Copy each line of the listing below word for word.

(Saved dataset items)
━━━

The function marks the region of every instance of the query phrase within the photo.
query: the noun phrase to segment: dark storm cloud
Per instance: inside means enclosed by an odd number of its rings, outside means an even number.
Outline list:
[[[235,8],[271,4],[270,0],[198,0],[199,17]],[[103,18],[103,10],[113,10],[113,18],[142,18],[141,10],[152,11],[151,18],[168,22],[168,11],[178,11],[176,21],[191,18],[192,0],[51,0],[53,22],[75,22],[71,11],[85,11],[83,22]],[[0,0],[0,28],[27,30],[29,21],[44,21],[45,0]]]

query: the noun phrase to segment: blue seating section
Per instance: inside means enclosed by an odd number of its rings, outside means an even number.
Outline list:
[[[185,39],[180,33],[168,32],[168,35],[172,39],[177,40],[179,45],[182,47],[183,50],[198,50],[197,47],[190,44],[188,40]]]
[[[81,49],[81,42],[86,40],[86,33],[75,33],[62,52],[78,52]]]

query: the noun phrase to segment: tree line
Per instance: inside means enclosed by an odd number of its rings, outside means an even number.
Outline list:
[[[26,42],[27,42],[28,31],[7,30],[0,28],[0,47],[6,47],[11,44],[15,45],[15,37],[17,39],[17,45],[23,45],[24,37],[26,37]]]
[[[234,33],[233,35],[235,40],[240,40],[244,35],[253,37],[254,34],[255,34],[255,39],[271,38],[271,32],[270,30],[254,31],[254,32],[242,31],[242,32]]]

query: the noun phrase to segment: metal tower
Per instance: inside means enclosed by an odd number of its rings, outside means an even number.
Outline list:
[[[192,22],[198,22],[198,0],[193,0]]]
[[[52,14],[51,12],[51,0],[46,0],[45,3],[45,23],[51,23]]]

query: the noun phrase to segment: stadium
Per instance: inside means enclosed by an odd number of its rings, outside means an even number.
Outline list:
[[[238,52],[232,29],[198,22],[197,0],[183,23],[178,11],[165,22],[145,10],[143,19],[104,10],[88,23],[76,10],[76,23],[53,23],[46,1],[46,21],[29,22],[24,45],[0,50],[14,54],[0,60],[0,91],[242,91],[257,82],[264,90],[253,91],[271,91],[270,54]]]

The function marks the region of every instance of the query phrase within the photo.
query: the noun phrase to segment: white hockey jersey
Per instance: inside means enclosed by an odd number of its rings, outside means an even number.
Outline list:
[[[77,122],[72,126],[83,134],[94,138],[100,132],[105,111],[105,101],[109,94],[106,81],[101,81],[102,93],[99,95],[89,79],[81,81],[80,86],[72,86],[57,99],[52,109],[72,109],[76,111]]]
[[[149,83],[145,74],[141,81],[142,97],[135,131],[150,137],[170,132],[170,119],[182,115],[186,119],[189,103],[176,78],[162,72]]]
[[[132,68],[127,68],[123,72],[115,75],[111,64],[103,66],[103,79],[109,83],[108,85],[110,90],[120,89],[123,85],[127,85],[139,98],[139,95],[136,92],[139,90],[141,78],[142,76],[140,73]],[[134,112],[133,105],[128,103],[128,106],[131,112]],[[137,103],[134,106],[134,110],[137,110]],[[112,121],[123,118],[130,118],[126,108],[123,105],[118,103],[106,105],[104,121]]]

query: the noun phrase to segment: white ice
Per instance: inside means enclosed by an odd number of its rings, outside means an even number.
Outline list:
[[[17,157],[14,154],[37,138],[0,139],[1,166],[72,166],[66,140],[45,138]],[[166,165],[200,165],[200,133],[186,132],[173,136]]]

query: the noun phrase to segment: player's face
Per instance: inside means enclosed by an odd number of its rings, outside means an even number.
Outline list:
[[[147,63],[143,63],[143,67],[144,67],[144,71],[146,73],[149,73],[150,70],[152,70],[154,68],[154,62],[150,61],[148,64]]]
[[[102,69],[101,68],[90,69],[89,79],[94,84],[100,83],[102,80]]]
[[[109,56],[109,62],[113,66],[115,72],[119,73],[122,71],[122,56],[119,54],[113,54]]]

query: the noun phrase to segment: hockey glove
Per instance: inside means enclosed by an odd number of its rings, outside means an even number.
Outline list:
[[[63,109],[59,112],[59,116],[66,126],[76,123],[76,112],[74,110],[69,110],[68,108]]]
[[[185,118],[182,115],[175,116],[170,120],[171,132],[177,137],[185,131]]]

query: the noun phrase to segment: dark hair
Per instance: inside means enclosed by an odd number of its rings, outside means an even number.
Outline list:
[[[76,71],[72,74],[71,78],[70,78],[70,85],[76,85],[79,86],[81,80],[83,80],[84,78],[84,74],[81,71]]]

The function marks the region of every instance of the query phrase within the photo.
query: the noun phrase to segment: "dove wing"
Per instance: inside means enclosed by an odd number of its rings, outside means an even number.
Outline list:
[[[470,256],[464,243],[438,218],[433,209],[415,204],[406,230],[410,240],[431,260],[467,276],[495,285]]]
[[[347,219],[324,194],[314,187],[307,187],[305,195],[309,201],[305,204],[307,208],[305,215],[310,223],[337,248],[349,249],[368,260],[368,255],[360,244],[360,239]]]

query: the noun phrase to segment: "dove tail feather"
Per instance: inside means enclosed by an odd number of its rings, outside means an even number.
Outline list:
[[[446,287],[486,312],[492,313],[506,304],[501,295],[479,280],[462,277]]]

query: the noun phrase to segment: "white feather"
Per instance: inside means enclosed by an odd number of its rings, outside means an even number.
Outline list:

━━━

**Finished answer**
The function marks the region of every instance of the query phrase within the photo.
query: the noun phrase to segment: dark storm cloud
Per instance: inside means enclosed by an odd number of its rings, outside means an even number.
Outline list:
[[[235,8],[271,4],[270,0],[198,0],[199,17]],[[103,18],[103,10],[113,10],[113,18],[142,18],[141,10],[152,11],[151,18],[168,22],[168,11],[178,11],[176,21],[191,18],[192,0],[51,0],[53,22],[75,22],[71,11],[85,11],[83,22]],[[0,0],[0,28],[27,30],[29,21],[44,21],[45,0]]]

query: the noun phrase to segment: blue seating section
Per instance: inside means enclosed by an odd number of its rings, outside means an even number.
Outline list:
[[[185,39],[180,33],[168,32],[168,35],[172,39],[177,40],[179,45],[182,47],[183,50],[198,50],[197,47],[190,44],[188,40]]]
[[[81,49],[81,42],[86,40],[86,33],[75,33],[62,52],[78,52]]]

query: the noun phrase to segment: tree line
Per instance: inside means enclosed by an odd number of its rings, outside means an even number.
Outline list:
[[[26,42],[27,42],[28,31],[7,30],[0,28],[0,47],[6,47],[11,44],[15,45],[15,37],[17,39],[17,45],[23,45],[24,37],[26,37]]]
[[[234,33],[233,35],[235,40],[240,40],[244,35],[253,37],[254,34],[255,34],[255,39],[271,38],[271,32],[270,30],[254,31],[254,32],[242,31],[242,32]]]

query: the noun phrase to segment: metal tower
Per instance: inside means enclosed by an odd number of its rings, outside means an even number.
Outline list:
[[[192,22],[198,22],[198,0],[193,0]]]
[[[52,14],[51,12],[51,0],[46,0],[45,3],[45,23],[51,23]]]

query: the noun phrase to segment: stadium
Per instance: inside means enclosed by an odd number of its rings, outside means an even number.
Outline list:
[[[238,52],[232,29],[198,22],[197,0],[183,23],[178,11],[165,22],[145,10],[143,19],[104,10],[88,23],[76,10],[76,23],[53,23],[46,1],[46,21],[29,22],[24,45],[0,50],[14,54],[0,60],[0,91],[242,91],[257,82],[264,90],[253,91],[271,91],[270,54]]]

The function marks the region of every instance of the query phrase within the photo.
query: the noun phrase to segment: white hockey jersey
Per instance: inside means enclosed by an odd number of its rings, outside means an even number.
Outline list:
[[[77,122],[72,126],[83,134],[94,138],[100,132],[105,111],[105,101],[109,94],[106,81],[101,81],[102,93],[99,95],[89,79],[81,81],[80,86],[72,86],[57,99],[52,109],[72,109],[76,111]]]
[[[149,83],[145,74],[141,81],[142,97],[135,131],[150,137],[170,132],[170,119],[182,115],[186,119],[189,103],[176,78],[162,72]]]
[[[132,68],[127,68],[123,72],[115,75],[111,64],[103,66],[103,79],[109,83],[108,85],[110,90],[120,89],[123,85],[127,85],[139,98],[139,95],[136,92],[139,90],[141,78],[142,76],[140,73]],[[134,112],[133,105],[128,103],[128,106],[131,112]],[[137,103],[134,106],[134,110],[137,110]],[[112,121],[123,118],[130,118],[126,108],[123,105],[118,103],[106,105],[104,121]]]

query: the noun phrase to segment: white ice
Per instance: inside means enclosed by an odd number of its rings, outside means an even number.
Outline list:
[[[17,157],[14,154],[37,138],[0,139],[1,166],[72,166],[66,140],[45,138]],[[166,165],[200,165],[200,133],[186,132],[173,136]]]

query: the noun phrase to segment: player's face
Per instance: inside means enclosed by an odd number of its rings, outside means an even number.
Outline list:
[[[147,63],[143,63],[143,67],[144,67],[144,71],[146,73],[149,73],[150,70],[152,70],[154,68],[154,62],[150,61],[148,64]]]
[[[102,69],[101,68],[90,69],[89,79],[94,84],[100,83],[102,80]]]
[[[109,56],[109,62],[113,66],[115,72],[119,73],[122,71],[122,56],[119,54],[113,54]]]

query: the noun phrase to segment: hockey glove
Per instance: inside means enclosed by an odd number of its rings, outside means an even number.
Outline list:
[[[63,109],[59,112],[59,116],[66,126],[76,123],[76,112],[74,110],[69,110],[68,108]]]
[[[185,118],[182,115],[175,116],[170,120],[171,132],[177,137],[185,131]]]

query: the noun phrase to segment: dark hair
Per instance: inside means enclosed by an odd number of its rings, outside means an even number.
Outline list:
[[[76,71],[72,74],[71,78],[70,78],[70,85],[76,85],[79,86],[81,80],[83,80],[84,78],[84,74],[81,71]]]

The function marks the region of every instance of the query phrase within the photo.
query: the noun phrase to segment: "dove wing"
Per instance: inside means enclosed by an odd number of its rings, outside means an even number.
Outline list:
[[[470,256],[464,243],[438,218],[433,209],[415,204],[406,230],[410,240],[431,260],[467,276],[495,285]]]
[[[347,219],[324,194],[314,187],[307,187],[305,195],[309,201],[305,204],[307,208],[305,215],[310,223],[337,248],[349,249],[368,260],[368,255],[360,244],[360,239]]]

query: the noun phrase to segment: "dove tail feather"
Per instance: inside means enclosed by an odd number of its rings, outside means an even number.
Outline list:
[[[446,287],[486,312],[492,313],[506,304],[501,295],[479,280],[462,277]]]

query: the noun phrase to segment: "white feather"
Per instance: inside means enclosed by an odd number of its rings, outside means an even number.
Outline list:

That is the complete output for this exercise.